• [演習課題]
1. 成形体に関する特許文書では、成形体中の側鎖結晶性ブロック共重合体の含有量はどの範囲とされているか。
2. 成形体に関する特許文書のうち、「前記熱可塑性樹脂が、ポリオレ」から「本発明は、側鎖結晶性ブロック共重合体を含む成形体、及びその製造方法に関する。」までの範囲を一字一句そのまま書き写せ。
3. 成形体に関する特許文書を、最後の段落の後から書き進めよ。

═════ 本文抜粋

前記熱可塑性樹脂が、ポリオレフィン系樹脂、ポリエステル系樹脂、ポリスチレン系樹脂、及びポリアクリル系樹脂からなる群から選択される1以上の樹脂であり、
前記側鎖結晶性ブロック共重合体の含有量が、0.05~10.0質量%である成形体。
【発明の詳細な説明】
【技術分野】
【0001】
本発明は、側鎖結晶性ブロック共重合体を含む成形体、及びその製造方法に関する。
【背景技術】
【0002】
ポリオレフィン系樹脂など、多くの熱可塑性樹脂が、多様な用途に合わせて成形され、実用化されている。これらの樹脂の成形体は、それぞれの樹脂の性質により物性が異なる。これらの成形体には表面に接着性などの特定の物性を付与することが求められる場合がある。これらの樹脂の成形体の表面の改質には、プラズマ処理や、コロナ処理、フレーム処理、UV照射などにより、表面に接着性などを付与することが行われていた。しかし、このような処理には特殊な装置が必要となり、またその効果が短時間の限定的なものとなる場合があった。
【0003】
このような樹脂成形体の改質方法として、本発明者らは、側鎖に長鎖アルカン鎖を有するブロックと、様々な機能性を発現する機能性ブロックを有する側鎖結晶性ブロック共重合体(Side-Chain Crystalline Block Copolymer:SCCBC)を用いる改質などを提案してきた(特許文献1~3、非特許文献1)。
【0004】
例えば、特許文献1は、少なくとも一部がポリエチレンである基材と、前記ポリエチレンの表面を修飾するポリマーと、を備え、前記ポリマーは、炭素数10以上の長さのアルカン鎖を持つアクリレートである第1のモノマー、及び第3級アミンのアクリレートである第2のモノマーを含むモノマーのブロック共重合体、あるいは炭素数10以上の長さのアルカン鎖を持つ(メタ)アクリレートである第1のモノマー、及び炭素数4以上の-CF2-構造の側鎖を持つ(メタ)アクリレートである第2のモノマーを含むモノマーのブロック共重合体であることを特徴とする表面修飾材料に関する。ここでは、具体的には、表面修飾用組成物により、基材の表面を修飾する方法としては、例えば、ディップ法やコーティング法により、基材の表面に表面修飾用組成物を付着させ、その後、分散媒を除去する方法が開示されている。
【0005】
特許文献2は、第1のモノマー(A)由来の構造と、第2のモノマー(B)由来の構造とを有するポリエチレン改質用の共重合体であって、前記モノマー(A)が、その側鎖に炭素数8以上の長さのアルカン鎖を有するモノマーであり、前記モノマー(B)が、その側鎖に特定のフッ素化アルキル基を有するモノマーである共重合体を溶媒に溶解させた共重合体溶液を調製する工程と、前記共重合体溶液をポリエチレン系樹脂の成形品に接触させる工程と、前記成形品に接触させた前記共重合体溶液の溶媒を揮発させることで前記成形品の表層に前記共重合体層を形成させる工程と、を有するポリエチレン系樹脂の成形品の改質方法を開示している。

══════════
═════ 記録データ

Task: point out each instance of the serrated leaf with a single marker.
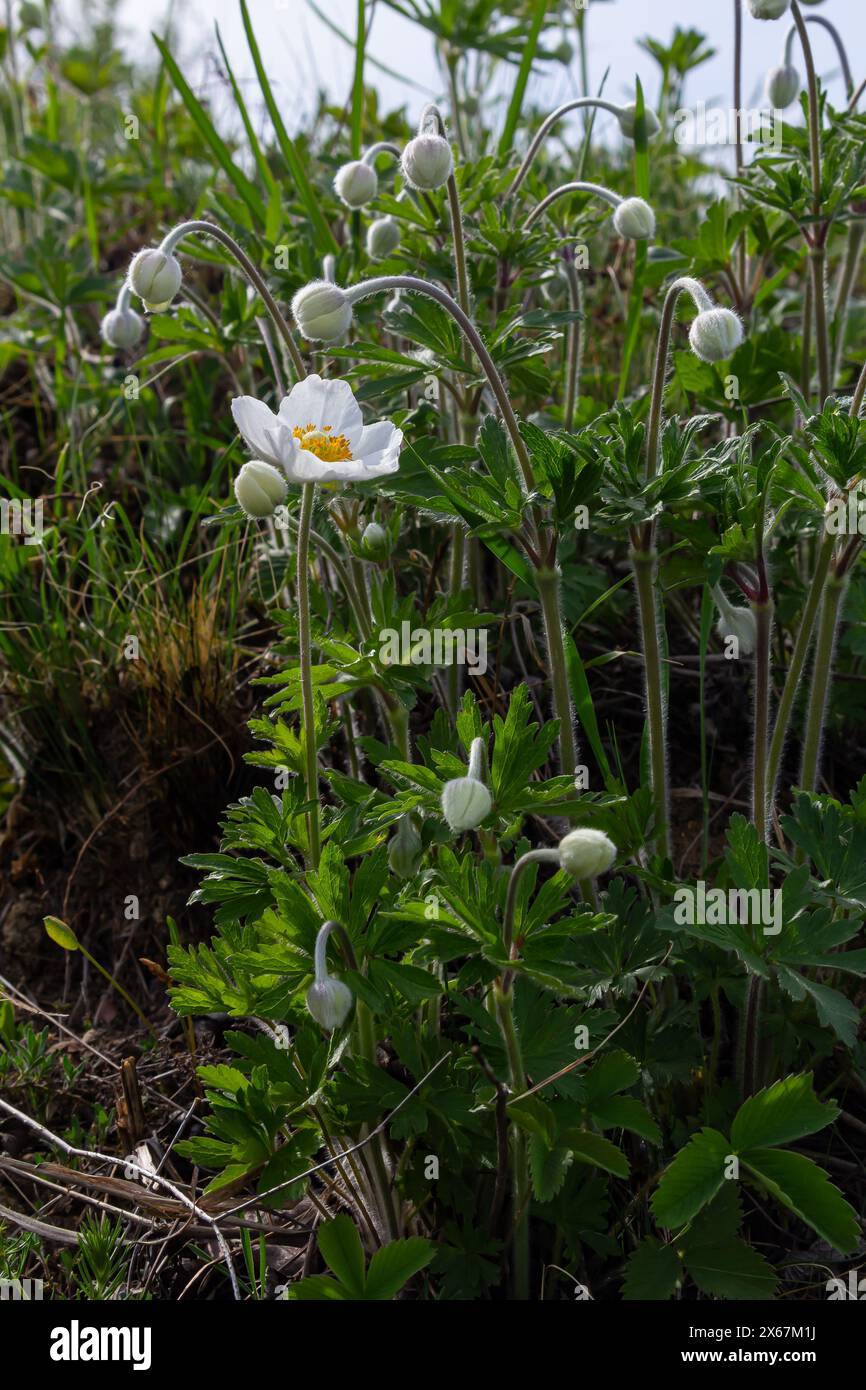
(780, 1114)
(731, 1269)
(395, 1264)
(654, 1272)
(692, 1179)
(341, 1248)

══════════

• [解答]
1. 0.05~10.0質量%である。

2.
前記熱可塑性樹脂が、ポリオレフィン系樹脂、ポリエステル系樹脂、ポリスチレン系樹脂、及びポリアクリル系樹脂からなる群から選択される1以上の樹脂であり、
前記側鎖結晶性ブロック共重合体の含有量が、0.05~10.0質量%である成形体。
【発明の詳細な説明】
【技術分野】
【0001】
本発明は、側鎖結晶性ブロック共重合体を含む成形体、及びその製造方法に関する。

3.
【0006】
特許文献3は、側鎖結晶性ブロック共重合体を含む共重合体溶液と、ポリプロピレン樹脂成形体とを、前記共重合体溶液の温度を40~120℃で接触させる工程を有するポリプロピレン樹脂成形体の改質方法を開示している。
【先行技術文献】
【特許文献】
【0007】
【文献】特許第6445258号公報
【文献】特開2018-030927号公報
【文献】特開2019-137779号公報
【非特許文献】
【0008】
【文献】Journal of Adhesion Science and Technology, 2019, 33, 2567-2578.
【発明の概要】
【発明が解決しようとする課題】
【0009】
特許文献1~3は、側鎖結晶性ブロック共重合体を溶媒に溶解・分散させた溶液・分散液を用いる手法が開示されている。これらにより、樹脂の成形体を改質することができるが、溶媒を用いた塗工あるいは浸漬を行う必要がある。
【0010】
溶媒を用いる場合、そのための塗工や浸漬する工程を行う必要があり、また溶媒の乾燥工程も必要となるが溶媒の使用が制限される環境や、製品等も考えられる。また、改質される部分も溶液・分散液が接触できる表面のみであった。製造条件の自由度向上等のために、改質された成形体を得ることができる新たな手法等も求められている。
【0011】
係る状況下、本発明の目的は、表面層や表面近傍層が改質された成形体及びその製造方法を提供することである。
【課題を解決するための手段】
【0012】
本発明者らは、上記課題を解決すべく鋭意研究を重ねた結果、下記の発明が上記目的に合致することを見出し、本発明に至った。すなわち、本発明は、以下の発明に係るものである。
【0013】
<1> 熱可塑性樹脂と、側鎖結晶性ブロック共重合体とを混練した混練樹脂を溶融成形することで、成形体の表面層を改質する成形体の製造方法。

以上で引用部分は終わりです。